Değiştirilmesi mümkün olduğu halde değiştir(e)mediğimiz bir gerçek daha var ki, hemen her şeyin temeli olan “bilgisizlik depremi”dir. Gerçeklere bakarak yapalım analizimizi. Türkiye bir deprem ülkesidir, doğru. Ama bunu kaç kişi bilmekte ve bildiğini nasıl göstermektedir? Yüreklere düşen ilk ateşin ardından, medya konuyu ne düzeyde gündemde tutmaktadır? Toplum bu konuda medyayı sorgulamakta mıdır?...
Hatırlanacağı gibi, Adapazarı’nda, şehrin kayalık bölgeler yerine sulak arazi üzerine kurulmasının yıkımı artırdığı konuşulmuştu. Sahada da gördük ki, merkezdeki birçok binanın yerinde yeller eserken, sert kayaların üzerindeki binaların pek çoğunda çatlak bile yoktu. On iki yıl sonra, Van’da aynı bilgi karşımıza çıkıyor. Nasıl sürekli aynı delikten sokulur bu toplum ve bir devlet ne hakla bu denli acımasız bir bilgisizlik depremine kayıtsız kalabilir?
Gelin, kahreden bir bilgisizlikten daha söz edelim. Van’da çöken bir binanın zemin katında bir araba galerisi bulunduğunu ve arabalar daha rahat hareket ettirilebilsin diye bazı kolonların kestirilmiş olduğunu duyurdu medya. Bu nasıl bir bilgisizliktir ve binada yaşayanlar buna nasıl tepki göstermez? Oysa birazcık bilgi insanı olabilselerdi, haklarını arar ve sonuçta böyle bir bilgisizlik yıkıntısı altında kalınmazdı.
Temel sebep, bilgisizlik; sonuç, acı ve gözyaşı
Depremlerin devlete yansıyan ekonomik sonucuna bakılacak olursa, bilgi odaklı çözüm faturasının felaketler faturası yanında devede kulak kalacağı kolayca görülebilecektir. Çözümün sona erdireceği can kayıplarının bedeli ise, rakamlarla açıklanamaz. Benjamin Franklin, bu duruma işaret edercesine, “eğitimden çok daha pahalı olan tek şey, bilgisizliğin sonuçlarıdır” der. Yani bir devlet ki, işini bilgi ile yapmaz, vatandaşını buna uygun olarak yetiştirmez, o halde bunun acılı faturalarına katlanır da katlanır. Düşünmez ki, örgün eğitimi bilgi ve kütüphane odaklı düzenler, yaşam boyu öğrenimde de ülkeyi halk kütüphaneleriyle bir kez donatırsa, karşılığı, bilinçli ve sorumlu vatandaşlar, bilgili çalışanlar, buluşlar vs. ile gelecek; aksi halde, bilgisizlik depremi, kötü örneklerle ağır faturalar ödetmeye devam edecek. Kısacası, bilgi toplumuna ve bilgi insanına yapılmayan yatırımlar nedeniyle, astar yüzünden pahalıya mal olacak.

--------------------------------

- **Görev 1**:
Bilgisizlik depremi üzerine alıntı metne göre Van'da çöken binanın zemin katında ne bulunuyordu?
Alıntı metin ile kayıtlar arasında herhangi bir bağlantı yoktur.

- **Gösterilen kayıtlar**:
--------------------------------

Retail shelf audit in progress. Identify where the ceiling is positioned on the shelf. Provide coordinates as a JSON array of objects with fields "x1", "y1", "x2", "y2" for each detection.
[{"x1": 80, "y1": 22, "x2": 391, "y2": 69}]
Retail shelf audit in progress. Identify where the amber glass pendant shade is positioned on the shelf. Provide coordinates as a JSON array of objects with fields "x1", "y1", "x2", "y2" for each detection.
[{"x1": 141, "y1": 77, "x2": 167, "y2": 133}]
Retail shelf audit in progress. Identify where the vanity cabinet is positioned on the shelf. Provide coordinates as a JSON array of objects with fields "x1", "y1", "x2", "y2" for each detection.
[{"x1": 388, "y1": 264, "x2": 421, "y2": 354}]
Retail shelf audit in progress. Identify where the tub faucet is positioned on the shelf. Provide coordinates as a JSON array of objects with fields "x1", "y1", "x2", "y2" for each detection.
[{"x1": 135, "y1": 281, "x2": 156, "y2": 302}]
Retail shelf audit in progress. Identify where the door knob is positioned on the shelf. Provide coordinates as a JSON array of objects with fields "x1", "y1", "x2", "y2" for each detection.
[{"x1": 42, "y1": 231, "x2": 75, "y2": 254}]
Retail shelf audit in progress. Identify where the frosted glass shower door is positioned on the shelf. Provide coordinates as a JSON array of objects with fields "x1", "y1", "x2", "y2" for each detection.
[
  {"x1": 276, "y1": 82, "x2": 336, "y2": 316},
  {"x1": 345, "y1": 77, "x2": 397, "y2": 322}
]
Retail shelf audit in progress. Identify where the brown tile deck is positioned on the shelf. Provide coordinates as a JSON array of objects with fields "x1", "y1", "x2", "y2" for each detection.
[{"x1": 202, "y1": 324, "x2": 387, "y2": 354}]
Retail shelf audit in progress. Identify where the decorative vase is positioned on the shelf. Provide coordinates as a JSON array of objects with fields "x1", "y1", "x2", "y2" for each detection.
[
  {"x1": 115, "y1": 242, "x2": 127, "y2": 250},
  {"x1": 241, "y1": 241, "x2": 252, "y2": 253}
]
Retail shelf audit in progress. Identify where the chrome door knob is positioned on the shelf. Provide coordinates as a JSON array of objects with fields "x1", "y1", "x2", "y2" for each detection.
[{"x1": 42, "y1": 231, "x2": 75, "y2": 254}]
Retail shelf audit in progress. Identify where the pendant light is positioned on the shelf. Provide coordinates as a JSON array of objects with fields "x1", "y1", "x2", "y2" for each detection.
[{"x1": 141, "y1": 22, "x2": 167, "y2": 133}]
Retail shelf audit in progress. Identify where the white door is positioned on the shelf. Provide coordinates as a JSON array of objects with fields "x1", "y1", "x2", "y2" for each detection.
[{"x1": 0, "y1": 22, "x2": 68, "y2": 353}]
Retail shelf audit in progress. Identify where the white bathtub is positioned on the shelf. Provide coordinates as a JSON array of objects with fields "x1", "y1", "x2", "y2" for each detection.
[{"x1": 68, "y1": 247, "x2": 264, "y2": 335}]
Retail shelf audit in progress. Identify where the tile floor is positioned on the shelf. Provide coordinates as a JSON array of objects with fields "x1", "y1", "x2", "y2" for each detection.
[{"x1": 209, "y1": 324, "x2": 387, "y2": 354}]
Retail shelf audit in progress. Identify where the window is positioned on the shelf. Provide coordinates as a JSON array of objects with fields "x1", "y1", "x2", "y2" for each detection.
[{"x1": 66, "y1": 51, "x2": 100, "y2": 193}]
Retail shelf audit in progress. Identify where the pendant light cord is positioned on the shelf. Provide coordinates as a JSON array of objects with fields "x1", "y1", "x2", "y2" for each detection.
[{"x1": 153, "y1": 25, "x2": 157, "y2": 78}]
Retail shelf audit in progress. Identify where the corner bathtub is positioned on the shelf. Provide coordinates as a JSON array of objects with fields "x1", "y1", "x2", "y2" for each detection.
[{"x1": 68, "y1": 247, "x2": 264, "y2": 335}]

--------------------------------

- **Görev 2**:
Kayıtlarda "Retail shelf audit in progress. Identify where the window" ifadesini içeren satırdan başlayıp kayıtların sonuna kadar, iki uç da dahil, "shelf" sözcüğünü "display" olarak yeniden adlandırın ve yalnızca bu satırları yazın. Geri kalan her şey olduğu gibi kalsın.

- **Beklenen çıktı 1**:
Bir araba galerisi.

- **Beklenen çıktı 2**:
Retail display audit in progress. Identify where the window is positioned on the display. Provide coordinates as a JSON array of objects with fields "x1", "y1", "x2", "y2" for each detection.
[{"x1": 66, "y1": 51, "x2": 100, "y2": 193}]
Retail display audit in progress. Identify where the pendant light cord is positioned on the display. Provide coordinates as a JSON array of objects with fields "x1", "y1", "x2", "y2" for each detection.
[{"x1": 153, "y1": 25, "x2": 157, "y2": 78}]
Retail display audit in progress. Identify where the corner bathtub is positioned on the display. Provide coordinates as a JSON array of objects with fields "x1", "y1", "x2", "y2" for each detection.
[{"x1": 68, "y1": 247, "x2": 264, "y2": 335}]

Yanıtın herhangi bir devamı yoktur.